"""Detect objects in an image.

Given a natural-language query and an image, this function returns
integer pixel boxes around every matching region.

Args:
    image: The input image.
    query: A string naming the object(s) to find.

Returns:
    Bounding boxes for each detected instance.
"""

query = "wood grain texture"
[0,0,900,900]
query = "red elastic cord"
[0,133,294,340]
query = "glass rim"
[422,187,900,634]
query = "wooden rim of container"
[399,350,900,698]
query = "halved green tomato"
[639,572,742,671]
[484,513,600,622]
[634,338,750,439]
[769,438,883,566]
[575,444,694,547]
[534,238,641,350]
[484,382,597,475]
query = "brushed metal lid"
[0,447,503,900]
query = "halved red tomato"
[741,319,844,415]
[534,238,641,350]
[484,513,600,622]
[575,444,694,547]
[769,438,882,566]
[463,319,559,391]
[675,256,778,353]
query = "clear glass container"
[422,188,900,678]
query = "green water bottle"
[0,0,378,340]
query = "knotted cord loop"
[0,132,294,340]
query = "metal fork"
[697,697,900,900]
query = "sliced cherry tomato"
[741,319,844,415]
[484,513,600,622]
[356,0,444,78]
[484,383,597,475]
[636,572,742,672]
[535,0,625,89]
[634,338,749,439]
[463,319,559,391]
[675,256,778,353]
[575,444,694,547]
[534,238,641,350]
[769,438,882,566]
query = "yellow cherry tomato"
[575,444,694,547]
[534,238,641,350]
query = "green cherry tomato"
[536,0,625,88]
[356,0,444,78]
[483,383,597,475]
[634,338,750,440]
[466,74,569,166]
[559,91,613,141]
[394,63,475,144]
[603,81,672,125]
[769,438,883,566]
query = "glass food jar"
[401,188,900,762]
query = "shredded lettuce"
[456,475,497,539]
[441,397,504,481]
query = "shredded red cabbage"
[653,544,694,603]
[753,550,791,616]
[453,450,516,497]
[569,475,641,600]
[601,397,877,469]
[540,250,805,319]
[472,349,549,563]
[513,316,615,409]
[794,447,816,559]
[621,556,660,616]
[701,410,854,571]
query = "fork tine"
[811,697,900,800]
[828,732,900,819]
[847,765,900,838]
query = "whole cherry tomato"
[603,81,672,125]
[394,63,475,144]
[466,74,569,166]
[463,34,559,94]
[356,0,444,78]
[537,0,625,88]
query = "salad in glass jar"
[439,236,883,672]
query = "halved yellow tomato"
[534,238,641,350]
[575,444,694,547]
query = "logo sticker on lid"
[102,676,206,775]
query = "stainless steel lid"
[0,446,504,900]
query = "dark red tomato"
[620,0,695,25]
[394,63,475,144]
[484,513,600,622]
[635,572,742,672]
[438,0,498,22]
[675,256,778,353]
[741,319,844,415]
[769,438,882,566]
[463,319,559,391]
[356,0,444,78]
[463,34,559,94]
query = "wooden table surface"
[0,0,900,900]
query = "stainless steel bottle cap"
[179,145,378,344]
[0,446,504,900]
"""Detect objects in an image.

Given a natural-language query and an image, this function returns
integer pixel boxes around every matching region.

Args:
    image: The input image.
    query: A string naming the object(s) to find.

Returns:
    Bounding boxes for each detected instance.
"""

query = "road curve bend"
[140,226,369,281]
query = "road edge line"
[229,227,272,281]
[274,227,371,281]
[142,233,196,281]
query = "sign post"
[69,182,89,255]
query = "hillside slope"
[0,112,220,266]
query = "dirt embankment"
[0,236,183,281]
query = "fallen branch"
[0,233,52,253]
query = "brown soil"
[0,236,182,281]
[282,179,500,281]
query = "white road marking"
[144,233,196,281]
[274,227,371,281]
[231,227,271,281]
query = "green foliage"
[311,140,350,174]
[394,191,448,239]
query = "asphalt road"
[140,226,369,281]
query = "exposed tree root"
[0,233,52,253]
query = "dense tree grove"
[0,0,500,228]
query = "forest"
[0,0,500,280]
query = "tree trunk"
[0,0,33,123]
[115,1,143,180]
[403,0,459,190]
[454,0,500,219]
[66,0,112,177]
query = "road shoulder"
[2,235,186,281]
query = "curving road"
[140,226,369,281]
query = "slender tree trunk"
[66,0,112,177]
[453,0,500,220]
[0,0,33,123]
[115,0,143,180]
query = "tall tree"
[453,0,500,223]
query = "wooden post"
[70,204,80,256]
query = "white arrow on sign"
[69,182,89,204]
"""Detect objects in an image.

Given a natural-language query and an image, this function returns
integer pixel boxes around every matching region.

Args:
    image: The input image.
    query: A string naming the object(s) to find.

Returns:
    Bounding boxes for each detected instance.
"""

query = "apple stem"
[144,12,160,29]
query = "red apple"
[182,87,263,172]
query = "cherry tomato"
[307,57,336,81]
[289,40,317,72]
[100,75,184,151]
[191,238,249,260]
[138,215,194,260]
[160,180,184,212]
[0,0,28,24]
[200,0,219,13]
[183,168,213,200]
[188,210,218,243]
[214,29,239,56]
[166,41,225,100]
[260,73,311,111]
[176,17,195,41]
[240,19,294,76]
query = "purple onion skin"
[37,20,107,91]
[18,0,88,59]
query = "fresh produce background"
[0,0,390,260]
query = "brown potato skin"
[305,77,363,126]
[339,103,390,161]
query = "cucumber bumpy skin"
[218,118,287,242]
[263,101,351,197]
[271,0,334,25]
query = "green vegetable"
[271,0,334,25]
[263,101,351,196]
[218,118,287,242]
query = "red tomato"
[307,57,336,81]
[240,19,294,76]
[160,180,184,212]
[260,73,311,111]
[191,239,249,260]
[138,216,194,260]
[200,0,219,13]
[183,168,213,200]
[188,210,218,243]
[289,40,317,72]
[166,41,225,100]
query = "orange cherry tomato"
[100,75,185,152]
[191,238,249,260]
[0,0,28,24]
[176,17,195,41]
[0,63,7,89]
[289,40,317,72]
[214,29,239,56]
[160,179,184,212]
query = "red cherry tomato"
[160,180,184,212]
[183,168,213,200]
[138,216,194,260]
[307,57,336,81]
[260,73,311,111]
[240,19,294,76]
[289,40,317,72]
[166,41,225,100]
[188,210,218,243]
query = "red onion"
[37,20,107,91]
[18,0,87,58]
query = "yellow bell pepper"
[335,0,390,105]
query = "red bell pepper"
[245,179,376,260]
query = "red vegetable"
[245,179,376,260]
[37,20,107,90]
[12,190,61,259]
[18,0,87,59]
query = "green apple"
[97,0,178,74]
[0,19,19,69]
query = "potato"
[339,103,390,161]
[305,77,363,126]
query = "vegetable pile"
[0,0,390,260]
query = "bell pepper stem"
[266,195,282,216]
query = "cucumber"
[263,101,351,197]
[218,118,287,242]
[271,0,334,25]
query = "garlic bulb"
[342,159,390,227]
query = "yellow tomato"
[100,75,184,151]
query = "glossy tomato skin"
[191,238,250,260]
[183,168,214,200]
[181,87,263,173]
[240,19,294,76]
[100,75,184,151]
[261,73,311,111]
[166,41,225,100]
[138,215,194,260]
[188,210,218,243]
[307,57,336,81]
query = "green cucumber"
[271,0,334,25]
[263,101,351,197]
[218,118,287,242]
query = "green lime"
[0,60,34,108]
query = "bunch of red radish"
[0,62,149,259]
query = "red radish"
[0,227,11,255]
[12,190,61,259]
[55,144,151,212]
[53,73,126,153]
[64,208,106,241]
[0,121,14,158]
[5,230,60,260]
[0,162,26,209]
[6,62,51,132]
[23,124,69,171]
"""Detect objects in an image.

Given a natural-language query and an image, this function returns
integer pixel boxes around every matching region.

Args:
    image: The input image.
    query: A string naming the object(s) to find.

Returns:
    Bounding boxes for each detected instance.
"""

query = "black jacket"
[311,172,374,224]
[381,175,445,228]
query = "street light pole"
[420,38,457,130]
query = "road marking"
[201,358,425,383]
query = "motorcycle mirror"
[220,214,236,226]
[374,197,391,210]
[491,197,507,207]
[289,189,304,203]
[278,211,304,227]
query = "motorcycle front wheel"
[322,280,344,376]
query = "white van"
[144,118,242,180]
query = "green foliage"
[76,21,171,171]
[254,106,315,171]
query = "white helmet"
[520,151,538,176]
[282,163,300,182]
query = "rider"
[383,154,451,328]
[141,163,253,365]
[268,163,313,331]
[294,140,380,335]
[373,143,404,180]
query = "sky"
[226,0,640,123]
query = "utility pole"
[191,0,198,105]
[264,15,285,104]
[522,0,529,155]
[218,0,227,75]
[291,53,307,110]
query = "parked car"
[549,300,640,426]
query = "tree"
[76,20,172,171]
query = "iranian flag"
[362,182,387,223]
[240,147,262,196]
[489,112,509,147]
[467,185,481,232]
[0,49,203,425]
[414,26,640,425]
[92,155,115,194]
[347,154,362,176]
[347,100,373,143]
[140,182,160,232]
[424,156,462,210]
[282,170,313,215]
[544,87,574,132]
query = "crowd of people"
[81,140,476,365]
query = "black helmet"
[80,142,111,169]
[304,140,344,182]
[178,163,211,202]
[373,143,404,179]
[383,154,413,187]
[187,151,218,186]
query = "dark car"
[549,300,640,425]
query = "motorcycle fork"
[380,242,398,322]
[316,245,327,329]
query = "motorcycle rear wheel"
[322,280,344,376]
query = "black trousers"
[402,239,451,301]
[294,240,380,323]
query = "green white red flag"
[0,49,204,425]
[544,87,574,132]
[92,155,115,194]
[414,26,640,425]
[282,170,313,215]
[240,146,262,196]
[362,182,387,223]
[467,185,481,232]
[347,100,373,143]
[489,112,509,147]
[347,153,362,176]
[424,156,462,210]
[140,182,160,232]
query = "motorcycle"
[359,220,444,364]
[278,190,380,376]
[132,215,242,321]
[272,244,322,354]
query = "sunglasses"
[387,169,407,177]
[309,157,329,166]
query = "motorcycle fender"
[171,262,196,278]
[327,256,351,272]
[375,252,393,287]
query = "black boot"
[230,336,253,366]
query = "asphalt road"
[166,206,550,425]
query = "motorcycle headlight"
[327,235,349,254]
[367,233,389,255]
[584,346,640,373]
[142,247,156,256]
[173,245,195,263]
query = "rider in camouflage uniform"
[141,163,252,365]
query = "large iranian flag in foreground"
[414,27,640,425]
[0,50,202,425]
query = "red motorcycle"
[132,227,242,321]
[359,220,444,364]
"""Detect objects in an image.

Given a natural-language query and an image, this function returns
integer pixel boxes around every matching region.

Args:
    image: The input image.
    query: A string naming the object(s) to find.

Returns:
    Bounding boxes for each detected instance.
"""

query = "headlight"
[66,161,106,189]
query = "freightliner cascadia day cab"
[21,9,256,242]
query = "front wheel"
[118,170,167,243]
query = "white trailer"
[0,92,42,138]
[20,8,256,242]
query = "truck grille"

Task description: Reproduce everything from the start of the records down to the line containing "[847,765,900,838]", replacing "cherry tomato" with "grape tomato" and leaving all else unchanged.

Worked solution:
"""Detect objects in an image.

Given a natural-language query and an image, this function returns
integer pixel boxes around every matching region.

Args:
    image: The input image.
    query: A string naming the object(s) to find.

Returns:
    Bounding boxes for each detected instance.
"""

query = "wood grain texture"
[0,0,900,900]
query = "red elastic cord"
[0,133,294,340]
query = "glass rim"
[422,187,900,634]
query = "wooden rim of container"
[399,350,900,698]
query = "halved green tomato"
[639,572,742,671]
[484,513,600,622]
[634,338,750,439]
[769,438,883,566]
[575,444,694,547]
[534,238,641,350]
[484,382,597,475]
query = "brushed metal lid"
[0,447,503,900]
query = "halved red tomato"
[741,319,844,415]
[534,238,641,350]
[484,513,600,622]
[575,444,694,547]
[769,438,882,566]
[463,319,559,391]
[675,256,778,353]
query = "clear glass container"
[422,188,900,678]
query = "green water bottle"
[0,0,378,340]
query = "knotted cord loop"
[0,132,294,340]
query = "metal fork"
[697,697,900,900]
query = "sliced grape tomato"
[741,319,844,415]
[484,513,600,622]
[356,0,444,78]
[484,383,597,475]
[636,572,742,672]
[535,0,625,89]
[634,338,749,439]
[463,319,559,391]
[675,256,778,353]
[575,444,694,547]
[534,238,641,350]
[769,438,882,566]
query = "yellow grape tomato"
[575,444,694,547]
[534,238,641,350]
query = "green grape tomato"
[536,0,625,88]
[356,0,444,78]
[483,383,597,475]
[634,338,750,440]
[466,74,569,166]
[559,91,613,141]
[394,63,475,144]
[603,81,672,125]
[769,438,883,566]
query = "glass food jar"
[401,188,900,762]
query = "shredded lettuce"
[456,475,497,539]
[441,397,504,481]
query = "shredded red cabbage"
[653,544,694,603]
[753,550,791,616]
[453,450,516,497]
[569,475,641,600]
[601,397,877,469]
[540,250,805,319]
[472,349,549,563]
[513,316,615,409]
[794,447,816,559]
[621,556,660,616]
[701,410,854,571]
query = "fork tine"
[811,697,900,800]
[828,732,900,819]
[847,765,900,838]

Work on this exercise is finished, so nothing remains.